◆ EXERCISE: Return all lines from the entries below in which the word "positive" is present.

[Saved data entries]
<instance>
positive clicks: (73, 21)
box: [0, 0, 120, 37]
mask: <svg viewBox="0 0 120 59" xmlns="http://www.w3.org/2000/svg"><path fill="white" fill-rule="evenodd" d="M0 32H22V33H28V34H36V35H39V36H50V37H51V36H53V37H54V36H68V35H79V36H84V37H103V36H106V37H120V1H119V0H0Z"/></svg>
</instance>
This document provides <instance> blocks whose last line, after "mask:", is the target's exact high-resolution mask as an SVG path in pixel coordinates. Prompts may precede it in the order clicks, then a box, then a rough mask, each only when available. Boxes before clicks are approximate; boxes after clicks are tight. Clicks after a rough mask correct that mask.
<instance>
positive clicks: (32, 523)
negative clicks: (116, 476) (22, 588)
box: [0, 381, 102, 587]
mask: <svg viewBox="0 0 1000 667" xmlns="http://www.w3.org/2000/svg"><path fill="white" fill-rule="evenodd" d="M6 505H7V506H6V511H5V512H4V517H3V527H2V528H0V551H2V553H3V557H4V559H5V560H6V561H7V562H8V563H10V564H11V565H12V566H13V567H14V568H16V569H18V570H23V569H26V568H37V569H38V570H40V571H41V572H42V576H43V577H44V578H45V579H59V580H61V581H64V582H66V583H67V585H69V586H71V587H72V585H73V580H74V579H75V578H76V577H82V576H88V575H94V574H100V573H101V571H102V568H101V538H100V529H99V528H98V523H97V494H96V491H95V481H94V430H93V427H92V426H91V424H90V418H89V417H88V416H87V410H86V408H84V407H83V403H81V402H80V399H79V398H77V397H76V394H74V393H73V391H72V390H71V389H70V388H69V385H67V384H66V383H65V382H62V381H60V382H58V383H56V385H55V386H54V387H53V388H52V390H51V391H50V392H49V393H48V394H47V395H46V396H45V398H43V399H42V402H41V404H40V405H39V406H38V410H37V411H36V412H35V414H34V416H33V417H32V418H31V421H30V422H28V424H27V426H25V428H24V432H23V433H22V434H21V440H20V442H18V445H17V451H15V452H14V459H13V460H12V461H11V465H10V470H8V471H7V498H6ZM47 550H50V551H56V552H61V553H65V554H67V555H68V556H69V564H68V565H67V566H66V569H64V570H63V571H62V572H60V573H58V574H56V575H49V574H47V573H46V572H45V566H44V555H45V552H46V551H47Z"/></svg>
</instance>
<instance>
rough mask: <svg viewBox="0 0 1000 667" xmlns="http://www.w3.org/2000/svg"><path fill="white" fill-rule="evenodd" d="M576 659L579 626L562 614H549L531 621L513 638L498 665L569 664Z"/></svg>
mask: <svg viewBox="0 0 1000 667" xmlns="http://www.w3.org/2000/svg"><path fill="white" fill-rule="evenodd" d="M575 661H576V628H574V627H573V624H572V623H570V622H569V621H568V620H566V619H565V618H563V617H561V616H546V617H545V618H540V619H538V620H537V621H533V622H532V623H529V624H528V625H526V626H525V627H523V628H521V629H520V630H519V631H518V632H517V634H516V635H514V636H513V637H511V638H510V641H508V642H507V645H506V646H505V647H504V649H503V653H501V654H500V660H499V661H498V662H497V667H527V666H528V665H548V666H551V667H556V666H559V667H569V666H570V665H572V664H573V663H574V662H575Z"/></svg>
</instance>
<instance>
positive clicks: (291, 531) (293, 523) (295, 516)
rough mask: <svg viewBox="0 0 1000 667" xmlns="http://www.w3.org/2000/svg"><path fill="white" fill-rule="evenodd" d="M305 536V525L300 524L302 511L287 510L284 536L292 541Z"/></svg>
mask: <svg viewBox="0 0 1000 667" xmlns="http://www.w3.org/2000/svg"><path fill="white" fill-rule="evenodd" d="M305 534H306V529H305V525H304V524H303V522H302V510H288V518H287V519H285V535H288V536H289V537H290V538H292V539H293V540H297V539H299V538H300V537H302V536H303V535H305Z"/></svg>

◆ COMPLETED TASK:
positive clicks: (73, 21)
positive clicks: (32, 523)
positive clicks: (291, 531) (293, 523) (295, 516)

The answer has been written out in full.